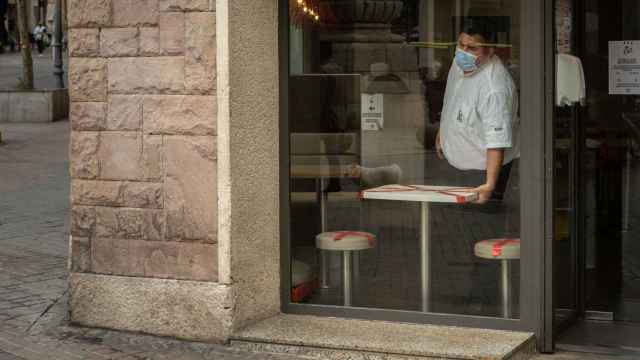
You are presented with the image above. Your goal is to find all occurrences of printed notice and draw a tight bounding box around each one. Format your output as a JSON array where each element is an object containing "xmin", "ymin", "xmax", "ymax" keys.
[
  {"xmin": 609, "ymin": 40, "xmax": 640, "ymax": 95},
  {"xmin": 360, "ymin": 94, "xmax": 384, "ymax": 131}
]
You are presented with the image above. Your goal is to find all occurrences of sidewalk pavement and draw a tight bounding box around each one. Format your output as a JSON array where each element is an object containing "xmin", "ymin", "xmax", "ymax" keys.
[
  {"xmin": 0, "ymin": 48, "xmax": 68, "ymax": 89},
  {"xmin": 0, "ymin": 121, "xmax": 621, "ymax": 360}
]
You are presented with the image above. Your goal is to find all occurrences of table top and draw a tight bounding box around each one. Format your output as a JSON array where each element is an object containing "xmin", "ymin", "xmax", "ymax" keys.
[{"xmin": 362, "ymin": 184, "xmax": 478, "ymax": 204}]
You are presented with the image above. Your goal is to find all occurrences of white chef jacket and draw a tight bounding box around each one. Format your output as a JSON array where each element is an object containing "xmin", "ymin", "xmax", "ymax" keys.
[{"xmin": 440, "ymin": 55, "xmax": 520, "ymax": 170}]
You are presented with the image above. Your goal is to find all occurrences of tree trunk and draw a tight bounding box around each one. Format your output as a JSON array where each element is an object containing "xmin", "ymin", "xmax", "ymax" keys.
[{"xmin": 16, "ymin": 0, "xmax": 33, "ymax": 90}]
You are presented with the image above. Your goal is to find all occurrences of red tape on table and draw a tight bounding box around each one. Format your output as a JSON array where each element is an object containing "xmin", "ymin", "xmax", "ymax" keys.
[
  {"xmin": 333, "ymin": 231, "xmax": 376, "ymax": 247},
  {"xmin": 491, "ymin": 239, "xmax": 520, "ymax": 257},
  {"xmin": 366, "ymin": 185, "xmax": 473, "ymax": 204}
]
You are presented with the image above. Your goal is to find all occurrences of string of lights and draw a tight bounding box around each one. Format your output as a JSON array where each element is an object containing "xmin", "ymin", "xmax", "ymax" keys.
[{"xmin": 295, "ymin": 0, "xmax": 320, "ymax": 21}]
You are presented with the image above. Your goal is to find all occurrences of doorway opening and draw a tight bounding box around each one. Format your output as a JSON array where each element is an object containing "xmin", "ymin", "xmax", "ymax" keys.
[{"xmin": 553, "ymin": 0, "xmax": 640, "ymax": 358}]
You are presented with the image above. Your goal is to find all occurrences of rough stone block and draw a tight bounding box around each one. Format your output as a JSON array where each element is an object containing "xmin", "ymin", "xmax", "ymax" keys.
[
  {"xmin": 91, "ymin": 239, "xmax": 218, "ymax": 281},
  {"xmin": 160, "ymin": 12, "xmax": 185, "ymax": 55},
  {"xmin": 0, "ymin": 91, "xmax": 11, "ymax": 123},
  {"xmin": 139, "ymin": 27, "xmax": 160, "ymax": 56},
  {"xmin": 98, "ymin": 132, "xmax": 162, "ymax": 180},
  {"xmin": 108, "ymin": 56, "xmax": 184, "ymax": 94},
  {"xmin": 120, "ymin": 182, "xmax": 164, "ymax": 209},
  {"xmin": 98, "ymin": 132, "xmax": 142, "ymax": 180},
  {"xmin": 69, "ymin": 58, "xmax": 107, "ymax": 101},
  {"xmin": 67, "ymin": 0, "xmax": 111, "ymax": 28},
  {"xmin": 143, "ymin": 95, "xmax": 217, "ymax": 135},
  {"xmin": 71, "ymin": 180, "xmax": 164, "ymax": 209},
  {"xmin": 69, "ymin": 235, "xmax": 91, "ymax": 272},
  {"xmin": 184, "ymin": 12, "xmax": 216, "ymax": 94},
  {"xmin": 141, "ymin": 135, "xmax": 164, "ymax": 181},
  {"xmin": 105, "ymin": 95, "xmax": 142, "ymax": 131},
  {"xmin": 69, "ymin": 274, "xmax": 234, "ymax": 342},
  {"xmin": 70, "ymin": 131, "xmax": 100, "ymax": 179},
  {"xmin": 69, "ymin": 102, "xmax": 107, "ymax": 131},
  {"xmin": 96, "ymin": 207, "xmax": 164, "ymax": 241},
  {"xmin": 164, "ymin": 136, "xmax": 218, "ymax": 242},
  {"xmin": 136, "ymin": 241, "xmax": 218, "ymax": 281},
  {"xmin": 112, "ymin": 0, "xmax": 158, "ymax": 26},
  {"xmin": 160, "ymin": 0, "xmax": 209, "ymax": 11},
  {"xmin": 100, "ymin": 28, "xmax": 138, "ymax": 57},
  {"xmin": 71, "ymin": 205, "xmax": 96, "ymax": 237},
  {"xmin": 91, "ymin": 238, "xmax": 143, "ymax": 276},
  {"xmin": 68, "ymin": 29, "xmax": 100, "ymax": 57}
]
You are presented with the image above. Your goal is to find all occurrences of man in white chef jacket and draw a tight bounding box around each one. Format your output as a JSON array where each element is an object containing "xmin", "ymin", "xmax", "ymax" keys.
[{"xmin": 436, "ymin": 21, "xmax": 520, "ymax": 203}]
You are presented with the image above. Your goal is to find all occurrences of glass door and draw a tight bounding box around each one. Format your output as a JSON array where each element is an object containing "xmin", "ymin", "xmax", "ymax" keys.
[
  {"xmin": 553, "ymin": 0, "xmax": 640, "ymax": 358},
  {"xmin": 281, "ymin": 0, "xmax": 549, "ymax": 330}
]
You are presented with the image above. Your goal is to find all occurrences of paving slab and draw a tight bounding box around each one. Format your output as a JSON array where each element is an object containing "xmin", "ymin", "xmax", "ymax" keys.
[{"xmin": 232, "ymin": 314, "xmax": 534, "ymax": 359}]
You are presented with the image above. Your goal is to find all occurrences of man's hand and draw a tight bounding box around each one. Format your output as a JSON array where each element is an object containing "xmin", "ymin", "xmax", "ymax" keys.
[
  {"xmin": 472, "ymin": 184, "xmax": 494, "ymax": 204},
  {"xmin": 436, "ymin": 129, "xmax": 444, "ymax": 160}
]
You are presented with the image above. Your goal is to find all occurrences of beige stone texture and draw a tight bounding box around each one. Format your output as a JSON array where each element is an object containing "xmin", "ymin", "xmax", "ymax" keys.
[
  {"xmin": 67, "ymin": 0, "xmax": 111, "ymax": 28},
  {"xmin": 69, "ymin": 274, "xmax": 233, "ymax": 342},
  {"xmin": 95, "ymin": 207, "xmax": 164, "ymax": 241},
  {"xmin": 68, "ymin": 29, "xmax": 100, "ymax": 57},
  {"xmin": 185, "ymin": 12, "xmax": 216, "ymax": 94},
  {"xmin": 105, "ymin": 95, "xmax": 142, "ymax": 131},
  {"xmin": 232, "ymin": 314, "xmax": 536, "ymax": 360},
  {"xmin": 139, "ymin": 27, "xmax": 160, "ymax": 56},
  {"xmin": 100, "ymin": 27, "xmax": 138, "ymax": 57},
  {"xmin": 108, "ymin": 56, "xmax": 184, "ymax": 94},
  {"xmin": 98, "ymin": 131, "xmax": 162, "ymax": 181},
  {"xmin": 111, "ymin": 0, "xmax": 158, "ymax": 27},
  {"xmin": 160, "ymin": 0, "xmax": 209, "ymax": 11},
  {"xmin": 71, "ymin": 180, "xmax": 164, "ymax": 209},
  {"xmin": 159, "ymin": 12, "xmax": 185, "ymax": 55},
  {"xmin": 69, "ymin": 57, "xmax": 107, "ymax": 101},
  {"xmin": 71, "ymin": 205, "xmax": 96, "ymax": 237},
  {"xmin": 69, "ymin": 102, "xmax": 107, "ymax": 131},
  {"xmin": 69, "ymin": 235, "xmax": 91, "ymax": 272},
  {"xmin": 91, "ymin": 239, "xmax": 218, "ymax": 281},
  {"xmin": 98, "ymin": 132, "xmax": 142, "ymax": 180},
  {"xmin": 216, "ymin": 0, "xmax": 280, "ymax": 329},
  {"xmin": 164, "ymin": 136, "xmax": 217, "ymax": 242},
  {"xmin": 141, "ymin": 135, "xmax": 164, "ymax": 181},
  {"xmin": 70, "ymin": 131, "xmax": 100, "ymax": 179},
  {"xmin": 143, "ymin": 95, "xmax": 217, "ymax": 135}
]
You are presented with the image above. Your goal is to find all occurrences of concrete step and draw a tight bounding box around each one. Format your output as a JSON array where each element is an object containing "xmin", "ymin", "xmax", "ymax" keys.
[{"xmin": 231, "ymin": 314, "xmax": 536, "ymax": 360}]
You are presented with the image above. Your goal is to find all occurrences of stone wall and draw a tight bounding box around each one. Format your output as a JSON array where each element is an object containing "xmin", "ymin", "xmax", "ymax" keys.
[
  {"xmin": 69, "ymin": 0, "xmax": 218, "ymax": 281},
  {"xmin": 555, "ymin": 0, "xmax": 573, "ymax": 54}
]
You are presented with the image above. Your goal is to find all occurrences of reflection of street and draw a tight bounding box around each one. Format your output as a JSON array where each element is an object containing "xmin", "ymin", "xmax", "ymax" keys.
[{"xmin": 0, "ymin": 48, "xmax": 68, "ymax": 90}]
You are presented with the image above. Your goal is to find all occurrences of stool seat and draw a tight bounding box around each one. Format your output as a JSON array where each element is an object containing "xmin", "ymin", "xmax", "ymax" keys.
[
  {"xmin": 316, "ymin": 231, "xmax": 376, "ymax": 251},
  {"xmin": 473, "ymin": 239, "xmax": 520, "ymax": 260}
]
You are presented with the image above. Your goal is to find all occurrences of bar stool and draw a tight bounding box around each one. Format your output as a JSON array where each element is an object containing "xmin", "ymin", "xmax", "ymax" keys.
[
  {"xmin": 474, "ymin": 239, "xmax": 520, "ymax": 318},
  {"xmin": 316, "ymin": 231, "xmax": 376, "ymax": 306}
]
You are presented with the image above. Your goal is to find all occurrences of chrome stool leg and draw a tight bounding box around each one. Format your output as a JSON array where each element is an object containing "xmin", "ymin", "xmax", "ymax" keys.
[
  {"xmin": 342, "ymin": 250, "xmax": 353, "ymax": 306},
  {"xmin": 500, "ymin": 259, "xmax": 511, "ymax": 319}
]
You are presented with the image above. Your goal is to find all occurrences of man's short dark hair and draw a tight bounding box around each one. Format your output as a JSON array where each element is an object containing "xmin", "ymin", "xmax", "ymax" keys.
[{"xmin": 462, "ymin": 16, "xmax": 499, "ymax": 44}]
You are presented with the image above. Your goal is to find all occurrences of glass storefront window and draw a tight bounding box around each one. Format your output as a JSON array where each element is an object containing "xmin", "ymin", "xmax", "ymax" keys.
[{"xmin": 288, "ymin": 0, "xmax": 520, "ymax": 318}]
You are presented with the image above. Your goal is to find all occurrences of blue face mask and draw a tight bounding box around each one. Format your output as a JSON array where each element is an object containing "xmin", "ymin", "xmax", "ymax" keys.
[{"xmin": 456, "ymin": 48, "xmax": 478, "ymax": 72}]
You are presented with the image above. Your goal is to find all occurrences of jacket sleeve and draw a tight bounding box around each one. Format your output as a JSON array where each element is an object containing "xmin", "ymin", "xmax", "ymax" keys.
[{"xmin": 477, "ymin": 90, "xmax": 516, "ymax": 149}]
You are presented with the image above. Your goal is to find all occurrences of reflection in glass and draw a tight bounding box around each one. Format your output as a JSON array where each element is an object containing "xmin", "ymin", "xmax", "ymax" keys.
[{"xmin": 289, "ymin": 0, "xmax": 520, "ymax": 318}]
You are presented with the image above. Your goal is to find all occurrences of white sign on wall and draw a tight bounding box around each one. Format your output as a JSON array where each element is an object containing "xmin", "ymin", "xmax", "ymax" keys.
[
  {"xmin": 360, "ymin": 94, "xmax": 384, "ymax": 131},
  {"xmin": 609, "ymin": 40, "xmax": 640, "ymax": 95}
]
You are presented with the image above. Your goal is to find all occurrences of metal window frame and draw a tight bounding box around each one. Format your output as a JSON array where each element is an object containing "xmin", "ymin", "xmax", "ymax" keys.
[{"xmin": 278, "ymin": 0, "xmax": 555, "ymax": 351}]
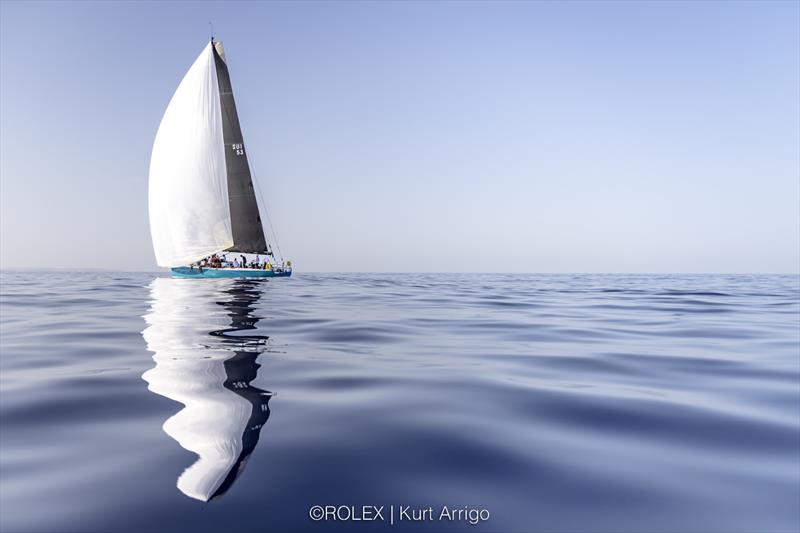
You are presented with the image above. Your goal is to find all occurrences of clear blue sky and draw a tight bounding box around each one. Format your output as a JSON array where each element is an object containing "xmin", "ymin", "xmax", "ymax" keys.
[{"xmin": 0, "ymin": 1, "xmax": 800, "ymax": 272}]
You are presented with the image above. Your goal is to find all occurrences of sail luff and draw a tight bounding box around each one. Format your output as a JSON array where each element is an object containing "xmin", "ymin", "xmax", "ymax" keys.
[{"xmin": 212, "ymin": 42, "xmax": 267, "ymax": 253}]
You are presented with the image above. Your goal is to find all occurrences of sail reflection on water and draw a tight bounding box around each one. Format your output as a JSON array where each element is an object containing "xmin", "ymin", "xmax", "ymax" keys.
[{"xmin": 142, "ymin": 278, "xmax": 272, "ymax": 501}]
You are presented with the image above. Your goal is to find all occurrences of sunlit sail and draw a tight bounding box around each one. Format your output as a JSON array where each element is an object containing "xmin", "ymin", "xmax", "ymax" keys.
[{"xmin": 148, "ymin": 39, "xmax": 292, "ymax": 278}]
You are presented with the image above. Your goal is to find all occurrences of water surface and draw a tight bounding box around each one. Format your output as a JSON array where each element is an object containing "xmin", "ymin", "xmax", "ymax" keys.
[{"xmin": 0, "ymin": 272, "xmax": 800, "ymax": 533}]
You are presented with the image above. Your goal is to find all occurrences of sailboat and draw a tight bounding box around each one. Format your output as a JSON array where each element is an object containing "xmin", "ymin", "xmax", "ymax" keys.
[{"xmin": 148, "ymin": 37, "xmax": 292, "ymax": 278}]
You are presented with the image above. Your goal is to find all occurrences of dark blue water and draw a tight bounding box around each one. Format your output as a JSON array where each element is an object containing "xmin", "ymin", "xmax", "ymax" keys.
[{"xmin": 0, "ymin": 272, "xmax": 800, "ymax": 533}]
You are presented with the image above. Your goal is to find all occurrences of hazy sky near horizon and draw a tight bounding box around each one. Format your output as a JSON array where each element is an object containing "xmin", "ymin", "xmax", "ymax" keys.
[{"xmin": 0, "ymin": 1, "xmax": 800, "ymax": 272}]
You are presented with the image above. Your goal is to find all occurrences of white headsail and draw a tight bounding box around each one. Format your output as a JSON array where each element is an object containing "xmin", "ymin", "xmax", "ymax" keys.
[{"xmin": 149, "ymin": 44, "xmax": 234, "ymax": 267}]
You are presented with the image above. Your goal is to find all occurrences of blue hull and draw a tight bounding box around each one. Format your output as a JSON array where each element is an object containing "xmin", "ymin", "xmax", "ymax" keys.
[{"xmin": 172, "ymin": 267, "xmax": 292, "ymax": 278}]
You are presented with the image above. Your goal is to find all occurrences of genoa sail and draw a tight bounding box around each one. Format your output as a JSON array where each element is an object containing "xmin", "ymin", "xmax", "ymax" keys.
[
  {"xmin": 148, "ymin": 42, "xmax": 268, "ymax": 267},
  {"xmin": 209, "ymin": 41, "xmax": 267, "ymax": 253},
  {"xmin": 148, "ymin": 44, "xmax": 234, "ymax": 267}
]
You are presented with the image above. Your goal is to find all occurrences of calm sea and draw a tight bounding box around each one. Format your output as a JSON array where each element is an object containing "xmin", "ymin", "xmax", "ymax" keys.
[{"xmin": 0, "ymin": 272, "xmax": 800, "ymax": 533}]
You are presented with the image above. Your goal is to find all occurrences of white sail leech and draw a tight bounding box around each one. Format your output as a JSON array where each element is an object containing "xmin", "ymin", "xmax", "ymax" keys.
[{"xmin": 149, "ymin": 43, "xmax": 233, "ymax": 267}]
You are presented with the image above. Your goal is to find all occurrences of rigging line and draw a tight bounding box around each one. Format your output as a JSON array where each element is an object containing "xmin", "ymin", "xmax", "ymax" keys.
[{"xmin": 253, "ymin": 158, "xmax": 284, "ymax": 263}]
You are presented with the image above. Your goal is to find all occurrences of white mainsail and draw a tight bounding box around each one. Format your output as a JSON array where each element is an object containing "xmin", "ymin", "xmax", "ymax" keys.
[{"xmin": 149, "ymin": 43, "xmax": 234, "ymax": 267}]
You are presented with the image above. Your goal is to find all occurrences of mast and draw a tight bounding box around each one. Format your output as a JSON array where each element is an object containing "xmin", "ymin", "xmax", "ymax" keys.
[{"xmin": 211, "ymin": 37, "xmax": 267, "ymax": 253}]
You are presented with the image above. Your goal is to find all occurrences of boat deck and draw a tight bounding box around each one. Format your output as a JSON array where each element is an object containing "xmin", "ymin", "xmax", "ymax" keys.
[{"xmin": 172, "ymin": 267, "xmax": 292, "ymax": 278}]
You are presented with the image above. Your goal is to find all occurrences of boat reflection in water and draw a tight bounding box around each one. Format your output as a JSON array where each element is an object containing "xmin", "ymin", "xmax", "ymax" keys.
[{"xmin": 142, "ymin": 278, "xmax": 273, "ymax": 501}]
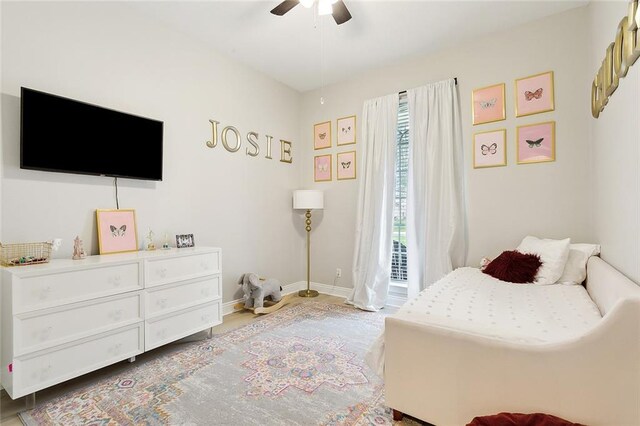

Objective: Convert the entries, starting at the one containing "of white sail" and ending with the last entry, into a two-column CSV with the headers instruction and response. Give one row per entry, with its text and its answer each in a single quoted field, replace line breaks with spaces, and leave out the pictures.

Right answer:
instruction,response
"You are presented with the image above. Your goal is to find all occurrences of white sail leech and draw a tight bounding box around each one. Format your output as a JSON array where each element is an object containing ""xmin"", ""ymin"", ""xmax"", ""ymax"" keys.","[{""xmin"": 149, ""ymin"": 43, ""xmax"": 233, ""ymax"": 267}]"
"You are presented with the image above. Your goal is to find all occurrences of rigging line and draw a tight bounding box around each one. Format your output as a JSON array where each element is an object containing ""xmin"", ""ymin"", ""xmax"", ""ymax"" keys.","[{""xmin"": 253, ""ymin"": 158, ""xmax"": 284, ""ymax"": 263}]"
"You are presented with the image above. Your goal is to find all occurrences of white mainsail and draw a tight bounding box around each one. Format your output as a JSON array where each element is an object containing ""xmin"", ""ymin"", ""xmax"", ""ymax"" keys.","[{""xmin"": 149, ""ymin"": 43, ""xmax"": 234, ""ymax"": 267}]"
"You are presented with the image above. Your goal is to find all occurrences of mast and draw a tight bounding box around each one. Format your output as a JSON array where each element is an object containing ""xmin"", ""ymin"", ""xmax"", ""ymax"" keys.","[{""xmin"": 211, ""ymin"": 37, ""xmax"": 267, ""ymax"": 253}]"
"You are presented with the image above. Your goal is to find all occurrences of boat deck and draw a tight bounding box around each one. Format your output as a JSON array where each element is an object containing ""xmin"", ""ymin"", ""xmax"", ""ymax"" keys.","[{""xmin"": 172, ""ymin"": 267, ""xmax"": 292, ""ymax"": 278}]"
"You are presented with the image above. Your goal is to find all occurrences of boat reflection in water and draw a tight bounding box around each one. Format your output as a JSON array where each element is an object containing ""xmin"", ""ymin"", ""xmax"", ""ymax"" keys.","[{""xmin"": 142, ""ymin"": 278, ""xmax"": 273, ""ymax"": 501}]"